_WHAT YOU ARE ASKED TO DO:_
Print all of the data exactly as written.

[Point localization data]
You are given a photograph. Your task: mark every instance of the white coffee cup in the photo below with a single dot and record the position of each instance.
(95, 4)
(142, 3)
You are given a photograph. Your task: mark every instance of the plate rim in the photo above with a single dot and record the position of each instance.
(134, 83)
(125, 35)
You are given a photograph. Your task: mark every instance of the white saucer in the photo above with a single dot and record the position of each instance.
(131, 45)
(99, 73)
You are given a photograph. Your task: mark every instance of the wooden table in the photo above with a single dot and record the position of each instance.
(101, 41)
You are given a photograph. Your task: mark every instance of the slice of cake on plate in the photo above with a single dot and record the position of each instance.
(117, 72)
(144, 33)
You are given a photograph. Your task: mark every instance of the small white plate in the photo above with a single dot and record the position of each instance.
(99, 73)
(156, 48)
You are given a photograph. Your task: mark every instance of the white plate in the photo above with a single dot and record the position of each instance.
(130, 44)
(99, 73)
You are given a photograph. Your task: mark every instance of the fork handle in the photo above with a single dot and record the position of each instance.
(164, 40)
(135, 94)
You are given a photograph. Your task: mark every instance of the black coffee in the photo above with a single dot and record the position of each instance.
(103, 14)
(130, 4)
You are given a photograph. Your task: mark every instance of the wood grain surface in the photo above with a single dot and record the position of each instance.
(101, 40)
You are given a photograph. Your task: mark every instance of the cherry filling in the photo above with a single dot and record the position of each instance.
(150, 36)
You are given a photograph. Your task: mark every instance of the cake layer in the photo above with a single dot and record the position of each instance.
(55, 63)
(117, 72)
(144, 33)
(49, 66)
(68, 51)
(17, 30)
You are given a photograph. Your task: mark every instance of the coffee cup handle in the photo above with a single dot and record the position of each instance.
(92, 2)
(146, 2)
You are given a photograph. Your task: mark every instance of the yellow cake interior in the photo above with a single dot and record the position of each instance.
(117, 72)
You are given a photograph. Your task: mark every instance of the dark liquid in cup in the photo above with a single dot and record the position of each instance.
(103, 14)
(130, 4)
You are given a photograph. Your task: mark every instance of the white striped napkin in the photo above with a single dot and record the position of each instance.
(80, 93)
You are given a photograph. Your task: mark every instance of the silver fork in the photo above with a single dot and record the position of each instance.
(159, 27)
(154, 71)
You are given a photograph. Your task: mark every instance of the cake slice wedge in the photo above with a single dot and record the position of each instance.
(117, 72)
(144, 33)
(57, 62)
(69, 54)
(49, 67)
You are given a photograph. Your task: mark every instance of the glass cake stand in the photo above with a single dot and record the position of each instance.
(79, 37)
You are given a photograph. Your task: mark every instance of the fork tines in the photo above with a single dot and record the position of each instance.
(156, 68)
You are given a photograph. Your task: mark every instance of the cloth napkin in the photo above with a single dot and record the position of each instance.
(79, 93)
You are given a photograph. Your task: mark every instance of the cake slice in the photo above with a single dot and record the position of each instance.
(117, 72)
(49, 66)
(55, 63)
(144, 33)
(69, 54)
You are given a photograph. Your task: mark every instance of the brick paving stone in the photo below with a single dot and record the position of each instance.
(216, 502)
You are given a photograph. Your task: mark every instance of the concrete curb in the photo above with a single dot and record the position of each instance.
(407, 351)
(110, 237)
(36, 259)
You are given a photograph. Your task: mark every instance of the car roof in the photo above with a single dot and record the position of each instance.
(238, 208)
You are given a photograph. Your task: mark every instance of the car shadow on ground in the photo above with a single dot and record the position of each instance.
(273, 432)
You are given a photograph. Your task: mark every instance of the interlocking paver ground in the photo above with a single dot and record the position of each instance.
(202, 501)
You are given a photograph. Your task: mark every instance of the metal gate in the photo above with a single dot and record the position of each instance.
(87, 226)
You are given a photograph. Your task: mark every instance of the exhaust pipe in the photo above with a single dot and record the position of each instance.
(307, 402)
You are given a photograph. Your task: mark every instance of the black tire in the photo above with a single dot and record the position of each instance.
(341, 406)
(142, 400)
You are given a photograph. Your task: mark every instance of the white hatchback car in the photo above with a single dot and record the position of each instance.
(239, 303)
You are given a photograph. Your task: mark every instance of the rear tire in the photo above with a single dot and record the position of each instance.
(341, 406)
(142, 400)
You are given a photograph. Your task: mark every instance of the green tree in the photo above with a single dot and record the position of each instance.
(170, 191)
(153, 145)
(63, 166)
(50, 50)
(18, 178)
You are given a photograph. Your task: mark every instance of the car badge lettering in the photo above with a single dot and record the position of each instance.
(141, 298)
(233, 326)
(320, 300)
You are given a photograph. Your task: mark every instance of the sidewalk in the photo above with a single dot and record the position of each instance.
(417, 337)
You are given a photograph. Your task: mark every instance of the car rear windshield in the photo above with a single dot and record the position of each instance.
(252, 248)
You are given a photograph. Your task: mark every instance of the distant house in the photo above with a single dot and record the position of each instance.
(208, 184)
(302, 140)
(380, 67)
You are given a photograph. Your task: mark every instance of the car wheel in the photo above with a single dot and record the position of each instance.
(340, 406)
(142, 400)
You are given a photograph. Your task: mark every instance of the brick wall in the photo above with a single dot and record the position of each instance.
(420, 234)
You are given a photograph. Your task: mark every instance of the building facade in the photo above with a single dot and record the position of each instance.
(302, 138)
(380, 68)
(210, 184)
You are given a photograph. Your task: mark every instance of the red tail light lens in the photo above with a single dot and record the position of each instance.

_ANSWER:_
You are given a photograph. Your task: mark every instance of the white coffee cup in the photo below with a single dot and record the position of each instance.
(95, 4)
(142, 3)
You are given a photograph. Your task: mark every instance of the plate rim in the photo above with a single dot and record the position of each instance.
(134, 83)
(125, 35)
You are given a photograph. Your task: mark every instance of the white saucer in the photo above with a single dot and record the position of each instance.
(131, 45)
(99, 73)
You are given a photograph. Your task: mark every instance of the wooden table in the photo above with a single dot and record the position of each instance.
(101, 41)
You are given a photograph. Your task: mark every instance of the slice of cake on plate in the photo above with a single dot and record the position of each instance.
(117, 72)
(144, 33)
You are given a photograph. Your task: mark every instance of the small white plate in the photo above with a single dot and record the position of each instance.
(99, 73)
(156, 48)
You are given a photograph. Your task: mark every instance of the white plate in the photo above with a single dot and record the position of each instance.
(130, 44)
(99, 73)
You are given a photograph. Your task: mark every instance of the fork handle in the photo above with a single dot and record the position of each instance.
(164, 40)
(135, 94)
You are given a photograph. Your task: mark every instance of the black coffee in the photo above with a single dot and record the position of each instance.
(103, 14)
(130, 4)
You are given a photograph. Your task: mark every instance of the wood grain surface in the photo above with a single dot and record the position of each instance.
(101, 40)
You are given a photograph. Your task: mark every instance of the cherry filling in the photo above with a single dot and record the position of each instance.
(150, 36)
You are given a photograph. Your task: mark every instance of the cake layer in the photo above with a single dot and record the position of each instance.
(55, 63)
(117, 72)
(144, 33)
(49, 66)
(68, 51)
(17, 30)
You are given a photograph. Your task: mark every instance of the coffee cup handle in the photo above with a single dot and record the position of each instance.
(92, 2)
(146, 2)
You are given a photograph. Your task: mark every instance of the yellow cake interior in the photo above with a single dot and record the position of each instance.
(117, 72)
You are given a photograph. Your task: mark every instance of the dark liquid in cup in the photo above with a single dot and record the position of each instance.
(103, 14)
(130, 4)
You are given a photograph. Your task: mark every instance of the white striped napkin in the photo above with a single dot and record the position of each instance.
(80, 93)
You are given a photograph. Your task: mark every instance of the silver fork in the photo above with a single dot and record the position of each instance.
(159, 27)
(154, 71)
You are given a photograph. Your task: mark every instance of the cake slice wedge in the photo above with a single dot and record the position of each instance.
(117, 72)
(144, 33)
(57, 62)
(69, 54)
(49, 67)
You are given a photograph. Your task: mark every instance of the glass cake stand in the photo above with a single dot and record the position of each instance.
(79, 37)
You are given a photograph. Your task: mark every instance of the fork tines in the photo above with a single dot and record the position of each instance.
(156, 68)
You are given a photograph. Your task: mark every instance of the cloth napkin in the photo above with a single dot and record the position of each instance.
(79, 93)
You are given a photograph. Your task: mark every instance of the cake slice in the photo above with a single dot and record the position of each instance.
(117, 72)
(49, 66)
(55, 63)
(144, 33)
(69, 54)
You are given a photograph. Your task: mark every instance of the brick paving stone in the photo below with a single dot and record the position of each instance.
(216, 502)
You are given a photograph. Your task: mark every instance of the concrete curb in the photo above with a single dot and record the position of each instance.
(407, 351)
(110, 237)
(36, 259)
You are given a photograph. Your task: mark every instance of the car roof in the photo above with a single dot and record the position of each instance.
(238, 208)
You are given a photograph. Your task: mark every instance of the car shadow on ground in the photo above with a single dot and record the position of each instance.
(273, 432)
You are given a photograph. Your task: mark every instance of the interlocking paver ground in the photo above with a single dot and record the position of each instance.
(202, 501)
You are given a photograph. Your task: mark every instance of the metal gate in the photo above with a single dot and record the position of each instance.
(87, 226)
You are given a photograph. Your task: mark every instance of the exhaust pipe in the photo above with a single dot and record the position of each instance.
(307, 402)
You are given a photograph. Your task: mark every instance of the black tire in the photo above with a single dot and record the position of each instance.
(341, 406)
(142, 400)
You are given a photograph. Your task: mark every instance of the white hatchback car in the photo above with a single dot and record the position of each instance.
(239, 303)
You are given a photograph. Your task: mark every instance of the rear tire in the photo above with a single dot and record the position of each instance.
(341, 406)
(142, 400)
You are given a photograph. Your task: mark every instance of the green tree in the photo above with a single dot and record the position of each instance.
(170, 191)
(153, 145)
(63, 166)
(50, 50)
(18, 178)
You are given a photograph. Your task: mark every instance of the car badge lettering in the photo above with a single dot and record the position of each instance.
(141, 298)
(233, 326)
(320, 300)
You are given a photograph. Your task: mark every instance of the sidewalk in the photo above with a single dot and record the position of each instance.
(417, 337)
You are given a photograph. Your task: mark every instance of the car rear windshield in the photo above with a single dot and record the position of each instance.
(252, 248)
You are given a photograph. Your task: mark every instance of the distant house in the photo above with a single dot and record the position of each instance.
(208, 184)
(302, 140)
(380, 67)
You are given a photograph. Your task: mark every instance of the car wheel in the photo above with a single dot and record the position of each instance.
(340, 406)
(142, 400)
You are given a photograph. Your task: mark every instance of the brick wall in the photo above with a single dot and record the position of each instance.
(420, 234)
You are given a photograph. Your task: mark every instance of the building facade in the photo above with a single dot and record the position of each instance.
(302, 138)
(380, 68)
(210, 184)
You are given a photograph. Your task: mark every instance of the red tail light lens in the photo above with a single dot and record the position of each instance.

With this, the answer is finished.